* [Text passage]
----

2D Catmull-Rom in 4 samples

October 1, 2016 Graphics, Math
Catmull-Rom (left) vs bilinear (right) interpolation

Catmull-Rom (left) vs bilinear (right) interpolation

Many higher-order interpolation schemes can directly be composed from simpler schemes. One such example is the cubic B-spline, which may be reformulated as a weighted sum of two linearly-interpolated samples. And being a separable kernel, it consequently only requires four bilinear samples in 2D and eight trilinear samples in 3D. See Bicubic Filtering in Fewer Tabs for more details. This optimization trick can be applied directly to all interpolation kernels that solely have positive filter coefficients. Here, I will introduce a way to also apply it to Catmull-Rom interpolation (which requires both positive and negative coefficients) that becomes possible after a simple data preprocess step. Go here for an example implementation in ShaderToy.

One-dimensional Catmull-Rom interpolation is calculated using the weighted sum w_1 C_1+w_2 C_2+w_3 C_3+w_4 C_4, where C_1, C_2, C_3 and C_4 are the control points (e.g. the image values), and

The four original weight functions

The four original weight functions

w_1=\frac{1}6 (-3 f^3+6f^2-3 f),
w_2=\frac{1}6(9 f^3-15 f^2+6),
w_3=\frac{1}6(-9 f^3+12 f^2+3 f) and
w_4=\frac{1}6(3 f^3-3 f^2)

are the weight coefficients. f is assumed to be the desired interpolation position between C_2 (at f=0) and C_3 (at f=1). Looking at the plot of these four weight coefficients, we can easily verify that w_1 and w_4 are always nonpositive, while w_2 and w_3 are always nonnegative.

----

* [Record list]
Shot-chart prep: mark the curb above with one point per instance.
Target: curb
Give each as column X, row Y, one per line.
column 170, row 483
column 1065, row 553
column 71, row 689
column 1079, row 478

----

* [Required actions]
(1) Can you quote the Catmull-Rom interpolation article word for word, starting at "October 1, 2016" and ending at "implementation in ShaderToy."?
(2) Answer these questions from the Catmull-Rom interpolation article:
(a) How many trilinear samples does the cubic B-spline require in 3D?
(b) At what value of f does the interpolation position sit at C_2?
(c) Which two weight coefficients are always nonpositive?
(3) Could you carry on the Catmull-Rom interpolation article from its last sentence?

* [Expected answers]
(1)
October 1, 2016 Graphics, Math
Catmull-Rom (left) vs bilinear (right) interpolation

Catmull-Rom (left) vs bilinear (right) interpolation

Many higher-order interpolation schemes can directly be composed from simpler schemes. One such example is the cubic B-spline, which may be reformulated as a weighted sum of two linearly-interpolated samples. And being a separable kernel, it consequently only requires four bilinear samples in 2D and eight trilinear samples in 3D. See Bicubic Filtering in Fewer Tabs for more details. This optimization trick can be applied directly to all interpolation kernels that solely have positive filter coefficients. Here, I will introduce a way to also apply it to Catmull-Rom interpolation (which requires both positive and negative coefficients) that becomes possible after a simple data preprocess step. Go here for an example implementation in ShaderToy.

(2)
(a) Eight.
(b) f=0.
(c) w_1 and w_4.

(3)
Linearly-interpolated sampling is effectively ‘lerping’ between neighboring values where \textrm{lerp}(A,B,t) = (1-t) A + t B and 0\leq t \leq 1 (as well as 0 \leq 1-t \leq 1) any neighboring control point values A and B. Consequently, the result of an (arbitrarily scaled) linearly-interpolated sample at some position t can never equal a weighted sum of two control points with differently signed weights. Hence, in the case of Catmull-Rom interpolation, the control point pair C_1 and C_2 and the pair C_3 and C_4 cannot be weighted correctly using linear sampling. The best one can do in a direct way is to linearly interpolate the pair C_2 and C_3 (as they both have positive weights), and weigh C_1 and C_4 separately without any interpolation.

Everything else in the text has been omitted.